*** TASK INPUTS
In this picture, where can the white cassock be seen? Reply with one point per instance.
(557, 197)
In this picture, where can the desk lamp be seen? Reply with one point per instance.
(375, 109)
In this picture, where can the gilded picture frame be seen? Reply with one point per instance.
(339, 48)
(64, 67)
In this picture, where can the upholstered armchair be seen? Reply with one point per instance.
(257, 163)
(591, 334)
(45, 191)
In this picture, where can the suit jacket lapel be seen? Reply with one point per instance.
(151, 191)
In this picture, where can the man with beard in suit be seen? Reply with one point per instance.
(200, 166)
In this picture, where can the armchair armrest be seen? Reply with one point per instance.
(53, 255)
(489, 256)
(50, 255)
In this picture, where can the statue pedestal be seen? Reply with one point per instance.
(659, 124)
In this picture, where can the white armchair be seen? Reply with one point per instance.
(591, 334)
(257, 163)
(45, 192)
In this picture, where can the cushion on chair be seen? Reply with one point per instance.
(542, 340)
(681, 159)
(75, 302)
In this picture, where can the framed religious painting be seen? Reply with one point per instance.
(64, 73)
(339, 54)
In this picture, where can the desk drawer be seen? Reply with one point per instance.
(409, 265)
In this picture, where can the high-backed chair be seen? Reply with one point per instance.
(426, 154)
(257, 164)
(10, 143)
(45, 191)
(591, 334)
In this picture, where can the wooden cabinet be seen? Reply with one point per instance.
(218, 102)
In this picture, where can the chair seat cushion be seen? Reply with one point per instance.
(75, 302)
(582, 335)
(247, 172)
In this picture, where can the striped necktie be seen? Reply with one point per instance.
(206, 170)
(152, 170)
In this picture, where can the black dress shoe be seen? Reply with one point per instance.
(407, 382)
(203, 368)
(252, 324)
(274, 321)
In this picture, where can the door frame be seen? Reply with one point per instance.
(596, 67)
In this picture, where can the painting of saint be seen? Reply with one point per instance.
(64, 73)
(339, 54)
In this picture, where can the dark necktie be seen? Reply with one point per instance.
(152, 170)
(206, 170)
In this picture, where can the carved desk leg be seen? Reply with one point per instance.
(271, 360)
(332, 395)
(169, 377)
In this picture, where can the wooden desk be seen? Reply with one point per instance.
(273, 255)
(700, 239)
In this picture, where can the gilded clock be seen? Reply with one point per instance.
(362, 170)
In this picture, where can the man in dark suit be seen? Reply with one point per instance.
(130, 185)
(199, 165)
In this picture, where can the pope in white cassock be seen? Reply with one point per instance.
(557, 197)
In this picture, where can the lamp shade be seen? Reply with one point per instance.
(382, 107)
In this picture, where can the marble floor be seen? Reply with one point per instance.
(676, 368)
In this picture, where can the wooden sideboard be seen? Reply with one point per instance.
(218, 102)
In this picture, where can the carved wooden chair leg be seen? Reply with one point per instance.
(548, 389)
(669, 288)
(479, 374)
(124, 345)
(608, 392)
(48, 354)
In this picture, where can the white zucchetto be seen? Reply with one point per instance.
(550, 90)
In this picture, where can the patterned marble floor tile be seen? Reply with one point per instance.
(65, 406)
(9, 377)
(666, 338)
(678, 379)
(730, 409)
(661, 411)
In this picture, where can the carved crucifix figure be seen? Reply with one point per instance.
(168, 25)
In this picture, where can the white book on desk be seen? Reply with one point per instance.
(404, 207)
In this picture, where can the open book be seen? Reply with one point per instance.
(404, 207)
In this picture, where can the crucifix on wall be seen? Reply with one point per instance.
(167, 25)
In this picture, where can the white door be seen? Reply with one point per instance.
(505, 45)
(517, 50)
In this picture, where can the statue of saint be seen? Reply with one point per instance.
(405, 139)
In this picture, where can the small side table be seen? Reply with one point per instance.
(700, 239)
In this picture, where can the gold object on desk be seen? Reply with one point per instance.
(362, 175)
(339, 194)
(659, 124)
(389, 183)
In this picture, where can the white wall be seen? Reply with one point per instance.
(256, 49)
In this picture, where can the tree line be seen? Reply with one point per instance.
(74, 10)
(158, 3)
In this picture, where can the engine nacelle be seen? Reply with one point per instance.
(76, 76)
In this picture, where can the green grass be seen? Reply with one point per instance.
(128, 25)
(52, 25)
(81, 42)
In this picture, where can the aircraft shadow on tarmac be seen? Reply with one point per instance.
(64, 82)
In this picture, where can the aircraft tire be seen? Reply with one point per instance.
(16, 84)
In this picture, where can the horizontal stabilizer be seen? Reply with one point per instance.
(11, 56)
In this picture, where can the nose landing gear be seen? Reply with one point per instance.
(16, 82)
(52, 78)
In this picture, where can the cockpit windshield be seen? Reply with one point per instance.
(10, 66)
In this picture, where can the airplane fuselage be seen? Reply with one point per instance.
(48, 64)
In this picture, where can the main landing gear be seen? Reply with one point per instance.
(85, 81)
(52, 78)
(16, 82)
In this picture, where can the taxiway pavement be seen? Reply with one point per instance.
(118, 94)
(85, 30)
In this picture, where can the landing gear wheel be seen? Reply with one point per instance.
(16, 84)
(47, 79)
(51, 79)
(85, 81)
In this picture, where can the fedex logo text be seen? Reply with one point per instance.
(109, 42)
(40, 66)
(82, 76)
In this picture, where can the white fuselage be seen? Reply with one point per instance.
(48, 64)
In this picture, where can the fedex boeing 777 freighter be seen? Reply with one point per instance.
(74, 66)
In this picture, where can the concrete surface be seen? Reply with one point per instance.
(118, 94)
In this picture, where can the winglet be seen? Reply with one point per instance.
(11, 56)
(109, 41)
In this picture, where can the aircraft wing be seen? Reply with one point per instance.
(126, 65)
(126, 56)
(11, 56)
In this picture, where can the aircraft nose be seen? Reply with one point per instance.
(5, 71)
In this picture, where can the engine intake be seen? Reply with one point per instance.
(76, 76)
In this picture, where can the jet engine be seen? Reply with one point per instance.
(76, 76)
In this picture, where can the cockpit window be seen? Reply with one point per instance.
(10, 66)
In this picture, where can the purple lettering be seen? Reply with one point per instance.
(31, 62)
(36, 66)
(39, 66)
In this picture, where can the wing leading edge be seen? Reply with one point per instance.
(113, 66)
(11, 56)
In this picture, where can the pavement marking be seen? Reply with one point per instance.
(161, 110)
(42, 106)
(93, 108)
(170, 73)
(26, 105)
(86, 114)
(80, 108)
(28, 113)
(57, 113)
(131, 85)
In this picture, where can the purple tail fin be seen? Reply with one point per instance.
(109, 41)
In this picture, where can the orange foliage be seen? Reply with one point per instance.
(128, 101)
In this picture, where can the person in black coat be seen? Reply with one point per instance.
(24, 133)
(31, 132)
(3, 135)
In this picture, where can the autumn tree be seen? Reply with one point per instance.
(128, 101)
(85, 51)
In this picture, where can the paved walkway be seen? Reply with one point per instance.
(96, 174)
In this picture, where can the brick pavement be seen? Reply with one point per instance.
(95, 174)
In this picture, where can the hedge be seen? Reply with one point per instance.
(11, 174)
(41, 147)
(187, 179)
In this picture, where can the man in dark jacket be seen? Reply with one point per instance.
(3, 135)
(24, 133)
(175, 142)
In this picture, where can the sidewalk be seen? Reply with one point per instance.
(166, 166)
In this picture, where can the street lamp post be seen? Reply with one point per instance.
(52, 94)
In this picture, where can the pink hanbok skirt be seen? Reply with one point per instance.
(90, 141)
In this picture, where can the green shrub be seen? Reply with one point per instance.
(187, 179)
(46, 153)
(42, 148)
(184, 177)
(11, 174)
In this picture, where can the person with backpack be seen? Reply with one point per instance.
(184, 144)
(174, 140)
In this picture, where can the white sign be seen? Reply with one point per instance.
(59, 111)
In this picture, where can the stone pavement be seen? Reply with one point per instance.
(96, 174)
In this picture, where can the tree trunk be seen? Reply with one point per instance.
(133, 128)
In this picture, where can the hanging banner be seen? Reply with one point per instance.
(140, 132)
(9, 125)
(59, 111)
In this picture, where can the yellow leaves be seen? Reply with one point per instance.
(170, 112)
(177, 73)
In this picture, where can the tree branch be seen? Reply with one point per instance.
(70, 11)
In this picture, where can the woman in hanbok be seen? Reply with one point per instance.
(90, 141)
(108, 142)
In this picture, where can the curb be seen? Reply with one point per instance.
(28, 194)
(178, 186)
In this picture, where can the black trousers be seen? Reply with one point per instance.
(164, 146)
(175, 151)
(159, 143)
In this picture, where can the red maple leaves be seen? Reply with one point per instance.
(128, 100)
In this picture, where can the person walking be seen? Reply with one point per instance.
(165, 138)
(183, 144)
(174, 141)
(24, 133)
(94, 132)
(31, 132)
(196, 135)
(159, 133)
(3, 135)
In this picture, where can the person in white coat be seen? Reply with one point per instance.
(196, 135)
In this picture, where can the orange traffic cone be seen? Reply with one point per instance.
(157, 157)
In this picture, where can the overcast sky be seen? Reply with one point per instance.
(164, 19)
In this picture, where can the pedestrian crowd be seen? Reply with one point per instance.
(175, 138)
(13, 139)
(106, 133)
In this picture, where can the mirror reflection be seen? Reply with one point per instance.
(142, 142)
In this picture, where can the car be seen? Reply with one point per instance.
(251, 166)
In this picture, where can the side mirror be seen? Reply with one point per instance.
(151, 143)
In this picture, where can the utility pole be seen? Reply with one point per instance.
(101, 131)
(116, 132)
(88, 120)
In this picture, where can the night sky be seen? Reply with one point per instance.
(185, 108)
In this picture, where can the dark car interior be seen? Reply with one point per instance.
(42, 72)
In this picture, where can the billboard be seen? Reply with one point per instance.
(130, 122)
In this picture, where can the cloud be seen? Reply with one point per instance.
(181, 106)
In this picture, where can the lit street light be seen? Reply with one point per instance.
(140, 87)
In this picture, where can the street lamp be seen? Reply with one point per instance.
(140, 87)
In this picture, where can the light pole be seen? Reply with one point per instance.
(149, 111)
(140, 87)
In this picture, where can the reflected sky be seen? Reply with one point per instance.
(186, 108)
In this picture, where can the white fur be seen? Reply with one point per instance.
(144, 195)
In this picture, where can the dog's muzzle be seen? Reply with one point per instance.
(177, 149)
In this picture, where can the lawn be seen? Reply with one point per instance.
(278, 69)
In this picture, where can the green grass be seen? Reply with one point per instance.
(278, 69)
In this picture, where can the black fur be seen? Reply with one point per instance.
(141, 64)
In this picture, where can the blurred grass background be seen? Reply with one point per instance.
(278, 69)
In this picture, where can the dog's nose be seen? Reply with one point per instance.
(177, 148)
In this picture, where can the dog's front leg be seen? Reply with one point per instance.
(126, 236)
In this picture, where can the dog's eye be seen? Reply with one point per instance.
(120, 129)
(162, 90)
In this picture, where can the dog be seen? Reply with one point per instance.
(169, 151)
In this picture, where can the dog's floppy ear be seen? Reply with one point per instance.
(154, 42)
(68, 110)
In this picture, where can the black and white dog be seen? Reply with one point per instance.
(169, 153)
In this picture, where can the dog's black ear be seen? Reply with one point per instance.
******
▶ [PROBLEM DETAILS] Keep only the lines from the one containing "In this picture, where can the reflected" to the end of the entries, and repeat them exactly.

▶ [EXPECTED ANSWER]
In this picture, where can the reflected sky be seen? Reply with one point per instance.
(186, 108)
In this picture, where can the white fur be seen? Reply with one point per instance.
(144, 195)
In this picture, where can the dog's muzzle be seen? Reply with one point per instance.
(177, 149)
In this picture, where can the lawn be seen? Reply with one point per instance.
(278, 69)
In this picture, where can the green grass be seen? Reply with one point per instance.
(278, 69)
In this picture, where can the black fur be seen? Reply with one point per instance.
(141, 64)
In this picture, where can the blurred grass background be seen? Reply with one point per instance.
(278, 69)
In this picture, where can the dog's nose be seen? Reply with one point per instance.
(177, 148)
In this picture, where can the dog's front leg be seen? Reply with one point per instance.
(126, 236)
In this picture, where can the dog's eye be seen? Reply with one point per instance.
(120, 129)
(162, 90)
In this picture, where can the dog be seen? Reply with one point per instance.
(169, 151)
In this picture, where can the dog's floppy ear be seen? Reply with one point per instance.
(154, 42)
(68, 110)
In this picture, where can the black and white dog be seen? Reply with one point per instance.
(169, 153)
In this picture, where can the dog's black ear be seen? Reply with one point per instance.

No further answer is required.